# Kutipan
+++++
A. PENDAHULUAN
Seiring dengan perkembangan
zaman yang semakin modern ini agama sangatlah penting untuk pedoman kita
sehari-hari. Terutama dalam masalah dunia kitab kuning, tapi kitab kuning
hanyalah sebuah istilah dari kitab yang berbahasa Arab yang kebanyakan berupa
kitab gundul (tidak ada harokatnya). Tapi tidak semua kitab yang berbahasa Arab
itu warnanya kuning. Adapun cara untuk bisa mengetahui cara membaca, memberi
makna, mengartikan serta menafsirkan itu harus ada kuncinya, sedang kunci
tersebut adalah ilmu nahwu. Oleh karenanya penulis membahas sedikit pembahasan
dalam ilmu nahwu yaitu masalah fa’il.
B. PEMBAHASAN
1. Pengertian
Fa’il
Fa’il adalah isim yang dibaca
rafa’ yang jatuh setelah fi’il yang mabni ma’lum (fi’il yang diketahui
pelakunya/kalimat aktif) yang menjadi pelaku pekerjaan.[1]
Ada juga yang mengatakan fa’il adalah isim yang dibaca rafa’ yang ma’nanya
disandarkan pada fi’il atau sibhul fi’il yakni isim fa’il, isim fi’il, sifat
musyabihat, masdar, dharaf, jer majrur, dan isin tafdhil.
+++++
(Butir identifikasi lokasi)
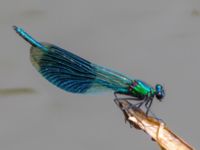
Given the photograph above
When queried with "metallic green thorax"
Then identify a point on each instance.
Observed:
(141, 89)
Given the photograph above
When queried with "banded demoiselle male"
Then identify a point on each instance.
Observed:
(77, 75)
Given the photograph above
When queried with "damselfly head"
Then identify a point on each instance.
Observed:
(160, 92)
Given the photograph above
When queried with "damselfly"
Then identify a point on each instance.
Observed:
(77, 75)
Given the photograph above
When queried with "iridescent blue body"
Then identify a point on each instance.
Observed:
(77, 75)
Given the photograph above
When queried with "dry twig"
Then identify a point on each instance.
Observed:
(165, 138)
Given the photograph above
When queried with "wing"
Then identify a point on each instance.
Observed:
(73, 73)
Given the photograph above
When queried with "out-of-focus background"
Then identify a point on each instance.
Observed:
(153, 40)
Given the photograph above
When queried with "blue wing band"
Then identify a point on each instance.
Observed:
(71, 72)
(64, 69)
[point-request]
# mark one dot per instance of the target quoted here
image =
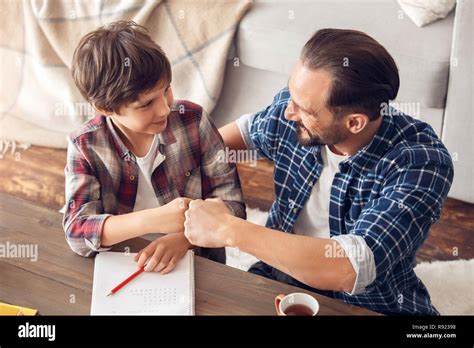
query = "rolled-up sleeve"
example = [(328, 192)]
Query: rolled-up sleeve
[(84, 216), (362, 260), (395, 225)]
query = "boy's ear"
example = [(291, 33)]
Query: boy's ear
[(103, 111)]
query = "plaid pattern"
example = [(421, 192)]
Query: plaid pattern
[(390, 192), (102, 174)]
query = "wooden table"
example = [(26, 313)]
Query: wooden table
[(60, 282)]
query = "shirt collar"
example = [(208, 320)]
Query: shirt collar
[(365, 159), (166, 137)]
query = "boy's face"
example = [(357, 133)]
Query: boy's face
[(149, 114)]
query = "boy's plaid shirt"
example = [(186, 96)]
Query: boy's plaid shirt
[(390, 193), (102, 173)]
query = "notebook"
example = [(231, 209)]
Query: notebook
[(150, 293)]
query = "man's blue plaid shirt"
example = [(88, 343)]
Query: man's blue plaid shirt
[(390, 192)]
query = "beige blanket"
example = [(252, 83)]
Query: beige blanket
[(39, 103)]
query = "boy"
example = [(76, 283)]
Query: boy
[(133, 169)]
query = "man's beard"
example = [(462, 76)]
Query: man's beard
[(334, 135)]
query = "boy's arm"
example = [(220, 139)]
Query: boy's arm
[(220, 176), (89, 229), (169, 218)]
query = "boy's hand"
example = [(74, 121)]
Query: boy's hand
[(169, 218), (163, 254)]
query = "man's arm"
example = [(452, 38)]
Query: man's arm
[(232, 137), (303, 258), (220, 174)]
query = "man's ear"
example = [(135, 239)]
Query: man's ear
[(356, 123)]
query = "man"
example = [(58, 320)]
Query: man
[(358, 184)]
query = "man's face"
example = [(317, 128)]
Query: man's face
[(149, 114), (315, 124)]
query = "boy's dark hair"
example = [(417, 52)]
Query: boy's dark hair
[(112, 65), (364, 74)]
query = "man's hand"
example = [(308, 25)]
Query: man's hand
[(163, 254), (208, 223)]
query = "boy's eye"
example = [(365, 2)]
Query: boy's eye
[(147, 104)]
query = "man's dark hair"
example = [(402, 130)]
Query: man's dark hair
[(364, 74), (112, 65)]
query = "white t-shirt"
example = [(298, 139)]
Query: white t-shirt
[(146, 197), (313, 220)]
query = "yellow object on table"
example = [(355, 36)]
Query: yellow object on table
[(6, 309)]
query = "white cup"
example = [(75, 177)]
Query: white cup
[(284, 302)]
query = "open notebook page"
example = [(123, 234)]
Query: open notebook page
[(150, 293)]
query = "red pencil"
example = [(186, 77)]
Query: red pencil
[(126, 281)]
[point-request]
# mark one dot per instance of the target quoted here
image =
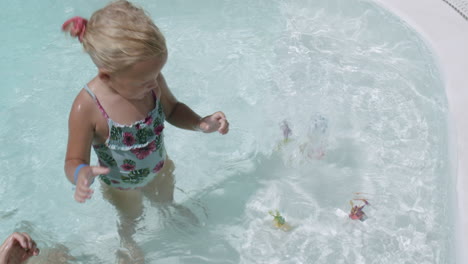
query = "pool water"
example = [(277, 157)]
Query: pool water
[(369, 75)]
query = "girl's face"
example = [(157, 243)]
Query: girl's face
[(137, 81)]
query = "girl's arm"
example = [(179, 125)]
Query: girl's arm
[(81, 128), (180, 115), (80, 134)]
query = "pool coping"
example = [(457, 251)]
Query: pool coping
[(446, 32)]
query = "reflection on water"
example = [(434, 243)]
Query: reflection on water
[(367, 74)]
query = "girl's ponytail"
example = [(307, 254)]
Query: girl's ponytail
[(76, 26)]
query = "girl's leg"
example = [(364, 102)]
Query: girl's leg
[(161, 188), (130, 208), (160, 192)]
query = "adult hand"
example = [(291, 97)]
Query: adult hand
[(214, 122), (17, 248), (86, 177)]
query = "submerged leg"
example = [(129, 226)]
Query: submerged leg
[(130, 208), (160, 192), (161, 188)]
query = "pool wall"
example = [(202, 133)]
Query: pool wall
[(446, 32)]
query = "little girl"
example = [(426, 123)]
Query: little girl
[(120, 113)]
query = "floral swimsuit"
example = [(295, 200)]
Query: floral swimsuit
[(134, 153)]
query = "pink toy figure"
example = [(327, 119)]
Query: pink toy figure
[(356, 211), (286, 131)]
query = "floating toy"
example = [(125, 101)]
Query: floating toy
[(279, 221), (356, 211), (286, 131)]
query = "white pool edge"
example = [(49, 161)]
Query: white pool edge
[(446, 31)]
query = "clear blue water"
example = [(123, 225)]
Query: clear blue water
[(261, 62)]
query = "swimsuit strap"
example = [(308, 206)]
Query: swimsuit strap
[(97, 101)]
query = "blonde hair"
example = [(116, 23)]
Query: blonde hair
[(120, 35)]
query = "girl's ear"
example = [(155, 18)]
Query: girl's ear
[(104, 75)]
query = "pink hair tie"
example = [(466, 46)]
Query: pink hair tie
[(77, 27)]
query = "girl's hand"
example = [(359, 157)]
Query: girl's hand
[(17, 248), (214, 122), (86, 177)]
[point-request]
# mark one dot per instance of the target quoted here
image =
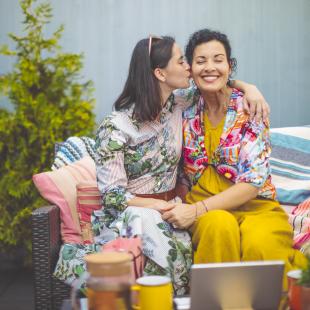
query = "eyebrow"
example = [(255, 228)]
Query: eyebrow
[(217, 55)]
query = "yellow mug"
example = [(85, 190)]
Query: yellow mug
[(154, 293)]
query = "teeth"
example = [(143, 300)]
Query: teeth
[(210, 78)]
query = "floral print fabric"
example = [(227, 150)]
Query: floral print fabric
[(244, 148), (135, 159)]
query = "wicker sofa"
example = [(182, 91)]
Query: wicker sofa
[(46, 241), (46, 238)]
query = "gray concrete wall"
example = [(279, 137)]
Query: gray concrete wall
[(270, 39)]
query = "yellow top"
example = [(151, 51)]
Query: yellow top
[(212, 135), (212, 183)]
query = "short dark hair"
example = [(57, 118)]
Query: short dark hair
[(207, 35), (142, 87)]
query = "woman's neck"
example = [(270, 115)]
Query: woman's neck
[(165, 93), (216, 102)]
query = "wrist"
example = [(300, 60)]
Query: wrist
[(201, 208)]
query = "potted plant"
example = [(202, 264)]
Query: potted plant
[(50, 101), (304, 281)]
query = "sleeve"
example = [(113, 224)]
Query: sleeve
[(182, 178), (184, 97), (253, 165), (111, 174)]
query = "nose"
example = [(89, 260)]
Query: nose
[(209, 66), (186, 66)]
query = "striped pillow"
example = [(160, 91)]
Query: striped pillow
[(299, 218), (290, 163)]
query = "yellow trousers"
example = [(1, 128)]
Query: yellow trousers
[(258, 230)]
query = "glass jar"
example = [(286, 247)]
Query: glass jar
[(109, 280)]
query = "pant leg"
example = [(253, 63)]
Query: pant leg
[(216, 238), (267, 235)]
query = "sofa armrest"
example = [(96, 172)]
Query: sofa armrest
[(46, 243)]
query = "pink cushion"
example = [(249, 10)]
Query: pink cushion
[(59, 188)]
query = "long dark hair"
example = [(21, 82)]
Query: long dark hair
[(142, 88)]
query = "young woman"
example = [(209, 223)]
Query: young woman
[(233, 213), (138, 149)]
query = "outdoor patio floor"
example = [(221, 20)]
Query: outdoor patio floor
[(16, 289)]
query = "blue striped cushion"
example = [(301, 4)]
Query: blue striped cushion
[(290, 163)]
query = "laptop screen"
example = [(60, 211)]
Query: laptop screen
[(241, 285)]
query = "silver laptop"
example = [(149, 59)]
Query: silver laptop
[(243, 285)]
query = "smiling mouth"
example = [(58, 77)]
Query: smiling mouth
[(209, 78)]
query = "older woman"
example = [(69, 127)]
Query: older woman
[(232, 211)]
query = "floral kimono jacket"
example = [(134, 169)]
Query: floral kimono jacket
[(243, 151), (131, 159)]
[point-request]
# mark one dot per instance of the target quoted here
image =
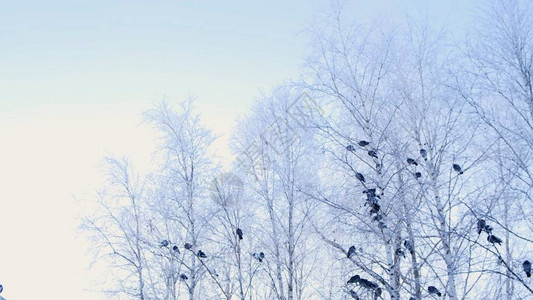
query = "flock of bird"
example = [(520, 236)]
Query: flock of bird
[(200, 254), (373, 195)]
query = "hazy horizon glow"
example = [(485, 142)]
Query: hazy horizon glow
[(74, 80)]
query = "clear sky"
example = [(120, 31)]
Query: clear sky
[(75, 77)]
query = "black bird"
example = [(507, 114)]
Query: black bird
[(363, 143), (527, 268), (378, 292), (351, 251), (354, 279), (494, 239), (424, 154), (360, 177), (399, 252), (354, 295), (375, 208), (481, 225), (412, 162), (434, 290), (457, 168), (408, 246), (201, 254)]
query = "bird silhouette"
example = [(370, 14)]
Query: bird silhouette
[(354, 279), (409, 246), (354, 295), (351, 251), (494, 239), (201, 254), (527, 268), (457, 168), (411, 161), (481, 225), (434, 291), (424, 154), (360, 177)]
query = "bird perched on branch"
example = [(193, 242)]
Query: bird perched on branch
[(360, 177), (527, 268), (351, 251), (373, 153), (457, 168), (424, 154), (434, 291), (411, 161), (354, 279), (481, 225), (201, 254), (494, 239)]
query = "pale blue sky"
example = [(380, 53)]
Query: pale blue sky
[(74, 78)]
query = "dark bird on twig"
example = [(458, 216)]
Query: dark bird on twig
[(378, 292), (360, 177), (424, 154), (375, 208), (433, 290), (409, 246), (354, 295), (494, 239), (457, 168), (201, 254), (400, 252), (354, 279), (527, 268), (481, 225), (351, 251), (373, 153)]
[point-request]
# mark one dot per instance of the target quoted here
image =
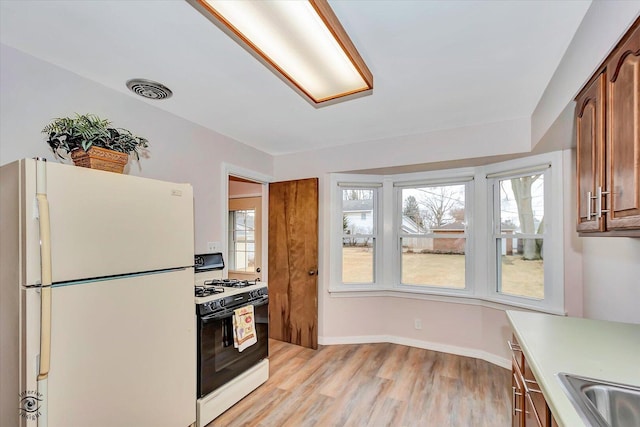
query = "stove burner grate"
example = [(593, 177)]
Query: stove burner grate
[(205, 291), (230, 283)]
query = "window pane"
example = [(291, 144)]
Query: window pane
[(357, 211), (433, 262), (242, 247), (518, 275), (522, 204), (429, 208), (357, 262)]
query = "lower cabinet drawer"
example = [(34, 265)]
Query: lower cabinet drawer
[(530, 408)]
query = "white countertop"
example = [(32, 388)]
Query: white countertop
[(590, 348)]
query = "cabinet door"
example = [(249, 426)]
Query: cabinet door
[(623, 136), (590, 153)]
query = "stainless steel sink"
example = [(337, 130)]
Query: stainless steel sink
[(602, 403)]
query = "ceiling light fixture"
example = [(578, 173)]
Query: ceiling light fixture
[(301, 41)]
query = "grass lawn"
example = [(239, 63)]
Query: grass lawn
[(519, 277)]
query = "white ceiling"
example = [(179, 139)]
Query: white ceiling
[(436, 64)]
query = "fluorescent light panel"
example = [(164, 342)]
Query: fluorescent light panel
[(302, 40)]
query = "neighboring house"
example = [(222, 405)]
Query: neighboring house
[(359, 219), (447, 245)]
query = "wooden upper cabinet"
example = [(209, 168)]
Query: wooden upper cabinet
[(590, 149), (608, 144), (623, 136)]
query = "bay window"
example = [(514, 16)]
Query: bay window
[(432, 233), (491, 233)]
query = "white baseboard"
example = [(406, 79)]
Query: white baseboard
[(427, 345)]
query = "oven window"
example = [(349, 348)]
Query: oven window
[(218, 360)]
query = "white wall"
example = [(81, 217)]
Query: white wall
[(603, 25), (34, 92), (612, 278), (244, 189)]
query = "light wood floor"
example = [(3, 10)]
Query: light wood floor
[(374, 385)]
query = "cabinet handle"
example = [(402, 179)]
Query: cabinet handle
[(533, 409), (599, 194), (535, 390), (514, 394)]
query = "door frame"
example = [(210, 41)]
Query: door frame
[(228, 170)]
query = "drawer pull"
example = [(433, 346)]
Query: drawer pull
[(514, 346), (533, 409), (535, 390), (515, 409)]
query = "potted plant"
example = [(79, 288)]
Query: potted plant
[(92, 142)]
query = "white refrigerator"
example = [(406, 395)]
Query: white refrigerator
[(97, 320)]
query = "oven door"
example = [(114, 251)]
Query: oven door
[(218, 360)]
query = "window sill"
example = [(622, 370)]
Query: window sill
[(451, 297)]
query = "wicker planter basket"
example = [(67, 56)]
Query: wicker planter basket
[(100, 158)]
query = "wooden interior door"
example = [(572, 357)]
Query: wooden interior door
[(293, 262)]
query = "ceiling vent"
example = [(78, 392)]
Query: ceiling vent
[(149, 89)]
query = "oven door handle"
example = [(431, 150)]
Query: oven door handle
[(229, 312)]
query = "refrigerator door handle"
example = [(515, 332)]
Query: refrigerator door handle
[(46, 280)]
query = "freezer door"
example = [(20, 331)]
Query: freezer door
[(104, 224), (124, 353)]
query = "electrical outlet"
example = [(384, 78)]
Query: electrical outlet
[(417, 323)]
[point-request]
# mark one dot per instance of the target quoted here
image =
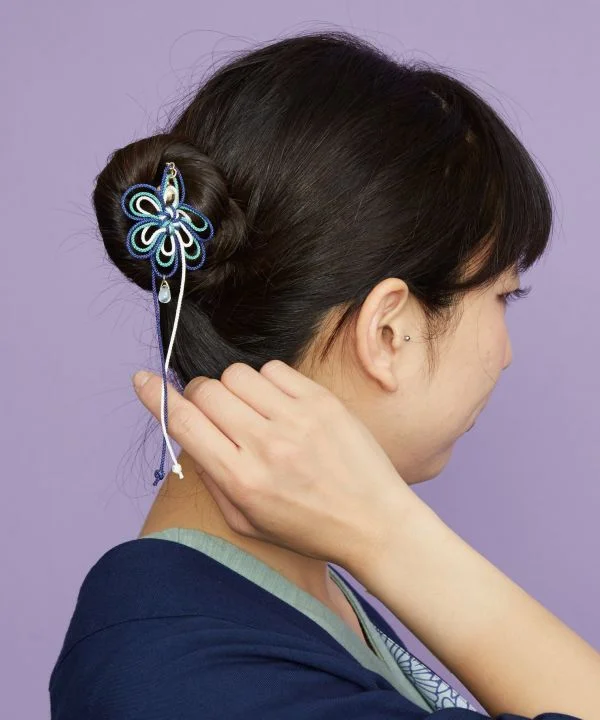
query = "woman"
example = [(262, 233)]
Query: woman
[(369, 220)]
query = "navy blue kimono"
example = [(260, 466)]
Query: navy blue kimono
[(161, 631)]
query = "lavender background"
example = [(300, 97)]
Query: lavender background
[(80, 79)]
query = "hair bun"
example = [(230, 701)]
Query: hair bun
[(143, 161)]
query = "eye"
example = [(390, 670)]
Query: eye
[(515, 295)]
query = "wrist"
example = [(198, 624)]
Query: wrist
[(391, 533)]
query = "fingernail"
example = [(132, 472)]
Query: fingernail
[(140, 378)]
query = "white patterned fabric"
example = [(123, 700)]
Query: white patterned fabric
[(429, 684)]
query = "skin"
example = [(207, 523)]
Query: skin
[(416, 419)]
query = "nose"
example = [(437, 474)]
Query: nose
[(508, 354)]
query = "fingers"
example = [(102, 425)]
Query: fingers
[(238, 420), (258, 391), (290, 380), (191, 429)]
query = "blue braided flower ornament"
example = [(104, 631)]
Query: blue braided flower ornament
[(165, 227), (162, 219)]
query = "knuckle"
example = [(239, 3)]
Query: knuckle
[(272, 365), (180, 421), (279, 449), (198, 391), (233, 372)]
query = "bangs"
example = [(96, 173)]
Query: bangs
[(502, 207)]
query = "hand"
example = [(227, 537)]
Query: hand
[(286, 461)]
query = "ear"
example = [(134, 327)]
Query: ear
[(384, 319)]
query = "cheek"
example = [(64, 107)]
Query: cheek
[(492, 346)]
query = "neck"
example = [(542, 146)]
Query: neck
[(187, 503)]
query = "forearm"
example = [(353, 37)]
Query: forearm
[(509, 651)]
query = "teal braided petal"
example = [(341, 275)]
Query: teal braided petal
[(143, 237)]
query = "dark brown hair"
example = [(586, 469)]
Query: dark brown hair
[(325, 167)]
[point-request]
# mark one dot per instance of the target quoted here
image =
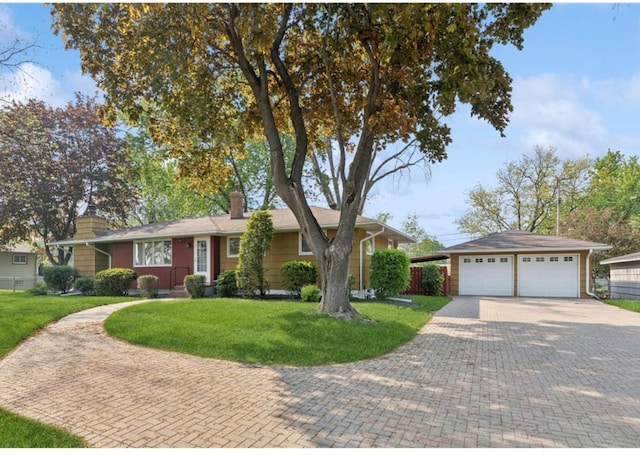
+++++
# Soal Latihan
A: Tulis ulang bagian kutipan tentang fa’il mulai dari "A. PENDAHULUAN" sampai dengan "yaitu masalah fa’il.", dengan mengganti "kitab kuning" menjadi "kitab klasik".
B: Jawablah berdasarkan kutipan tentang fa’il:
(i) Apa kunci untuk bisa membaca, memberi makna, mengartikan, dan menafsirkan?
(ii) Kitab berbahasa Arab yang tidak ada harokatnya disebut apa?
(iii) Isim yang menjadi fa’il dibaca apa?
C: Sebutkan semua cara yang menurut kutipan tentang fa’il harus ada kuncinya.
Jawablah hanya berdasarkan kutipan.

# Hasil Latihan
A:
A. PENDAHULUAN
Seiring dengan perkembangan
zaman yang semakin modern ini agama sangatlah penting untuk pedoman kita
sehari-hari. Terutama dalam masalah dunia kitab klasik, tapi kitab klasik
hanyalah sebuah istilah dari kitab yang berbahasa Arab yang kebanyakan berupa
kitab gundul (tidak ada harokatnya). Tapi tidak semua kitab yang berbahasa Arab
itu warnanya kuning. Adapun cara untuk bisa mengetahui cara membaca, memberi
makna, mengartikan serta menafsirkan itu harus ada kuncinya, sedang kunci
tersebut adalah ilmu nahwu. Oleh karenanya penulis membahas sedikit pembahasan
dalam ilmu nahwu yaitu masalah fa’il.

B:
(i) Ilmu nahwu.
(ii) Kitab gundul.
(iii) Rafa’.

C: Membaca, memberi makna, mengartikan, menafsirkan.